Material provided Block Start

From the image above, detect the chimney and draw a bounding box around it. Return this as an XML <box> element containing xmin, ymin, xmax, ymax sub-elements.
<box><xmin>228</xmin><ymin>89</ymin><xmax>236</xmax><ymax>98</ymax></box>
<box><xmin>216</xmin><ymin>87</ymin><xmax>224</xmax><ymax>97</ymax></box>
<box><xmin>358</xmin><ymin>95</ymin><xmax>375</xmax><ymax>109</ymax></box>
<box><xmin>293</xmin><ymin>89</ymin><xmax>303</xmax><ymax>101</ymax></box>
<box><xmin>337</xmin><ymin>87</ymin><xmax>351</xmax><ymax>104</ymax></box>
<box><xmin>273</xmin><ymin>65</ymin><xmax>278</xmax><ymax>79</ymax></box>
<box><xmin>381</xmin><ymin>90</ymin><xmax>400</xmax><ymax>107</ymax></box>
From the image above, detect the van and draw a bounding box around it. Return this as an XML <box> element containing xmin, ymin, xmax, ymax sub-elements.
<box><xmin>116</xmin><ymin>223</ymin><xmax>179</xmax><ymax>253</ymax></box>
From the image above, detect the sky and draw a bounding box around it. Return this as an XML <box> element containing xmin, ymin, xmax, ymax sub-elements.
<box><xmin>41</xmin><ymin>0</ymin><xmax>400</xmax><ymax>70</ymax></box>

Material provided Block End

▶ Instructions for the task
Your answer should be the lines from the one containing "From the image above, detect the sky" to the end of the entries above, restated exactly and alone.

▶ Output of the task
From the image above, detect the sky and draw a bounding box around it. Return this as an XML <box> element containing xmin, ymin, xmax, ymax sub-elements.
<box><xmin>41</xmin><ymin>0</ymin><xmax>400</xmax><ymax>70</ymax></box>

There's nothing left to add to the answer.